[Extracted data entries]
★ ★ ★ ★ ★ ★ ★
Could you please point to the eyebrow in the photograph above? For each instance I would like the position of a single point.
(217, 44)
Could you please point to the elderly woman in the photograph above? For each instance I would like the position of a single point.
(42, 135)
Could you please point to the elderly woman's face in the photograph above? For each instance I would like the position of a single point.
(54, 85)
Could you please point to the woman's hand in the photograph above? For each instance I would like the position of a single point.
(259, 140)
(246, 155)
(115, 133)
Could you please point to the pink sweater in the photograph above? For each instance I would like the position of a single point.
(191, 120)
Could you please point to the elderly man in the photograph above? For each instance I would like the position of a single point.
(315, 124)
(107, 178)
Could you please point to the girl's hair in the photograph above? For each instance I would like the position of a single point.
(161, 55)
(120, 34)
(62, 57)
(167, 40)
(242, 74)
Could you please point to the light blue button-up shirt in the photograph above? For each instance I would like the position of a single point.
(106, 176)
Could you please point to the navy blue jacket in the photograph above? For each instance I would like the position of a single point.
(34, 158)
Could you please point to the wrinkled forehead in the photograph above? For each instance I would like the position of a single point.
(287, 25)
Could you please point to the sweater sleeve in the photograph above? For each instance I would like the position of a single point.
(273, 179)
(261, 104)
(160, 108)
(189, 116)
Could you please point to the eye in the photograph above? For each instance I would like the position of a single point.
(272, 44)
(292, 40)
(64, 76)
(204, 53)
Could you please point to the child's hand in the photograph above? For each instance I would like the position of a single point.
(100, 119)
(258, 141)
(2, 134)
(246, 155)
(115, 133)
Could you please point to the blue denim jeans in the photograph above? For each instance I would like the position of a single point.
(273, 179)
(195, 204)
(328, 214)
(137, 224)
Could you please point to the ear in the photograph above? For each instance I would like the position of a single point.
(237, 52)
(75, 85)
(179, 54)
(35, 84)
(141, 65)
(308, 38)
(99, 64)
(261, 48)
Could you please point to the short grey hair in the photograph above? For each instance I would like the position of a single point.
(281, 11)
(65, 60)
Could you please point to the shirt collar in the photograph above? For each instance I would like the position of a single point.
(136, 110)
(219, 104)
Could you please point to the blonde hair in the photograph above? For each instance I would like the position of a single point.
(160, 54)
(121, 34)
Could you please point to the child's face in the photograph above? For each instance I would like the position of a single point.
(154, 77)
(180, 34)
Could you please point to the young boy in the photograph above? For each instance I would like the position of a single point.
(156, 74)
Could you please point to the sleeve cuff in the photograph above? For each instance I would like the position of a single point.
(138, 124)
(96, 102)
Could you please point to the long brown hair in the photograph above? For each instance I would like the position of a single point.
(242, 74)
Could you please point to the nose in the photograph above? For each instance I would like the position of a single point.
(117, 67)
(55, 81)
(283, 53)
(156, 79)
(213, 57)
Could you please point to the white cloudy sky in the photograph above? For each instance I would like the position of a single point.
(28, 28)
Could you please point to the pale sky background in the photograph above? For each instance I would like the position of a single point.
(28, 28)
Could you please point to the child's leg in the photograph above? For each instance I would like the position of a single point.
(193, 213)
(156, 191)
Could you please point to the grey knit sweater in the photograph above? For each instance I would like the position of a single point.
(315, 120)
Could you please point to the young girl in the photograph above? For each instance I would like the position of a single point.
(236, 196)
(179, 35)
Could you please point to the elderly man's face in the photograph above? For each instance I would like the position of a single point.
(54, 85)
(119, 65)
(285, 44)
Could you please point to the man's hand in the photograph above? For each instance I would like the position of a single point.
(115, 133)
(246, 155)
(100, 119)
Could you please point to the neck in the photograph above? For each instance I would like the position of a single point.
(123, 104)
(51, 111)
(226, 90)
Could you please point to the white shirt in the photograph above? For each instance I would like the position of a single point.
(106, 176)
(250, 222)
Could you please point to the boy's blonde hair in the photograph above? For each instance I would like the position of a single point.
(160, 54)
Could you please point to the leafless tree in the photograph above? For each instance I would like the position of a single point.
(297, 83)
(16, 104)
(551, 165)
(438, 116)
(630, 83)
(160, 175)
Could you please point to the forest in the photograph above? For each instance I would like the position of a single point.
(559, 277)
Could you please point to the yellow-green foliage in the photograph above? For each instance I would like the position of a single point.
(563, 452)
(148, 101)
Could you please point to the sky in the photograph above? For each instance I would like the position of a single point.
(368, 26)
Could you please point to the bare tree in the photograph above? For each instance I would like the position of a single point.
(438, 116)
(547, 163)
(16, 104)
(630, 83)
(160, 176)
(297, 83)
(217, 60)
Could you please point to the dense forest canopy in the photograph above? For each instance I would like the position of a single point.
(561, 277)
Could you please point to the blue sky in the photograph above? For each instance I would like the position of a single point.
★ ★ ★ ★ ★ ★ ★
__ASSIGNED TASK__.
The records above are to be printed out again exactly, without omission.

__RESPONSE__.
Could you please point to the eyebrow in the photograph above? For each instance I would like the position of a single point.
(217, 44)
Could you please point to the elderly woman in the photograph above? For each instance I would like the position of a single point.
(42, 135)
Could you please point to the elderly woman's face in the photograph above? For each instance I would like the position of a single point.
(54, 85)
Could you please point to the woman's hand in the photograph above? For each instance I would like the position of a single point.
(259, 140)
(246, 155)
(115, 133)
Could you please point to the pink sweater in the photograph above? For each instance I would like the position of a single point.
(191, 120)
Could you please point to the elderly man in the photograph above? For each instance I would like the position of a single point.
(315, 124)
(107, 178)
Could you please point to the girl's hair in the photograph above? For each instance I would like the position of a single point.
(161, 55)
(120, 34)
(62, 57)
(167, 40)
(242, 74)
Could you please point to the light blue button-up shirt in the photograph above? For each instance I would like the position of a single point.
(106, 176)
Could you please point to the navy blue jacket in the photograph above? For each instance I would like the position of a single point.
(34, 158)
Could you please point to the wrinkled forehead in the photograph above? For each instance I would like the position of a single point.
(287, 25)
Could you please point to the sweater sleeve in the photograph above? For each instance I would like the position of a single point.
(273, 179)
(261, 104)
(160, 108)
(189, 116)
Could you please point to the eye in the photograph above? For each instance I would like the position of a single point.
(272, 44)
(292, 40)
(64, 76)
(204, 53)
Could you please point to the child's hand in the photograph above? For each instance I would like the position of a single point.
(100, 119)
(258, 141)
(2, 134)
(246, 155)
(115, 133)
Could you please point to the blue denim jeans in the photograph above? For each instance I would like the position of a single point.
(273, 179)
(195, 204)
(328, 214)
(137, 224)
Could you please point to the ear in the photograph above? For each instance I would like the position of a single point.
(237, 52)
(75, 85)
(179, 54)
(35, 84)
(141, 65)
(308, 38)
(99, 64)
(261, 48)
Could you please point to the short grey hair in the photograph above? For each instance I would like the position of a single point.
(281, 11)
(65, 60)
Could you please point to the shirt collar in the photograph above? For each instance I would like the position of a single point.
(136, 110)
(219, 104)
Could you please point to the blonde hair in the photograph above? For each instance I would like the position of a single point.
(160, 54)
(121, 34)
Could you please point to the child's face in the photograph above? For each instance I would like the position of a single point.
(154, 77)
(180, 34)
Could you please point to the young boy in the photograph above? For each instance I would like the position of a single point.
(156, 74)
Could you please point to the sleeve cuff in the photograph above? For each instance I would like the position of a single point.
(138, 124)
(96, 102)
Could you please point to the long brown hair in the photograph above? For each instance I would like the position of a single point.
(242, 74)
Could you please point to the nose in the photograph above? For each instance I would like the position of a single point.
(117, 67)
(55, 81)
(283, 53)
(156, 79)
(213, 57)
Could you please point to the white cloudy sky in the photograph above? For each instance I would like the position of a single point.
(28, 28)
Could you please point to the pale sky background in the photograph above? For each instance I would like the position of a single point.
(28, 28)
Could you please point to the child's leg in the photograph above? For each instance I would like the position of a single point.
(193, 213)
(156, 191)
Could you please point to the grey knit sweater in the photograph above? For each instance I would like the position of a single point.
(315, 120)
Could you please point to the young girl in the photograph above? For each instance I would like the position of a single point.
(236, 196)
(179, 35)
Could you please point to the elderly man's face in the photograph above? For each instance I would like the position of a single point.
(54, 85)
(119, 65)
(285, 44)
Could you please point to the man's hand in the photograph above? For each instance I would like the position of a single point.
(115, 133)
(246, 155)
(100, 119)
Could you please point to the neck in the photograph above? For each instance I would like the position of a single point.
(123, 104)
(51, 111)
(226, 90)
Could you please point to the white shirt in the photograph above? For each instance I would like the position of a single point.
(106, 176)
(250, 222)
Could you please point to the boy's blonde hair in the photograph above? For each instance I would like the position of a single point.
(160, 54)
Could you please point to the leafless tree in the photograph above? For each instance I would like the position of a single point.
(297, 83)
(16, 104)
(551, 165)
(438, 116)
(630, 83)
(160, 175)
Could you please point to the forest in the photograph above? For each instance I would like the position of a single point.
(559, 277)
Could you please point to the yellow-green foliage in the photograph above? For each instance I would like the position of a single point.
(563, 452)
(148, 101)
Could you please point to the sky in the photograph above? For each instance I would like the position of a single point.
(368, 26)
Could you please point to the bare tree in the photograph above? For each instance I would like the position of a single point.
(438, 116)
(547, 163)
(16, 104)
(630, 83)
(160, 176)
(297, 83)
(217, 60)
Could you please point to the dense forest canopy in the photograph above? For each instance I would like the position of a single point.
(561, 277)
Could you please point to the blue sky in the photograph above? For each instance I would like the position of a single point.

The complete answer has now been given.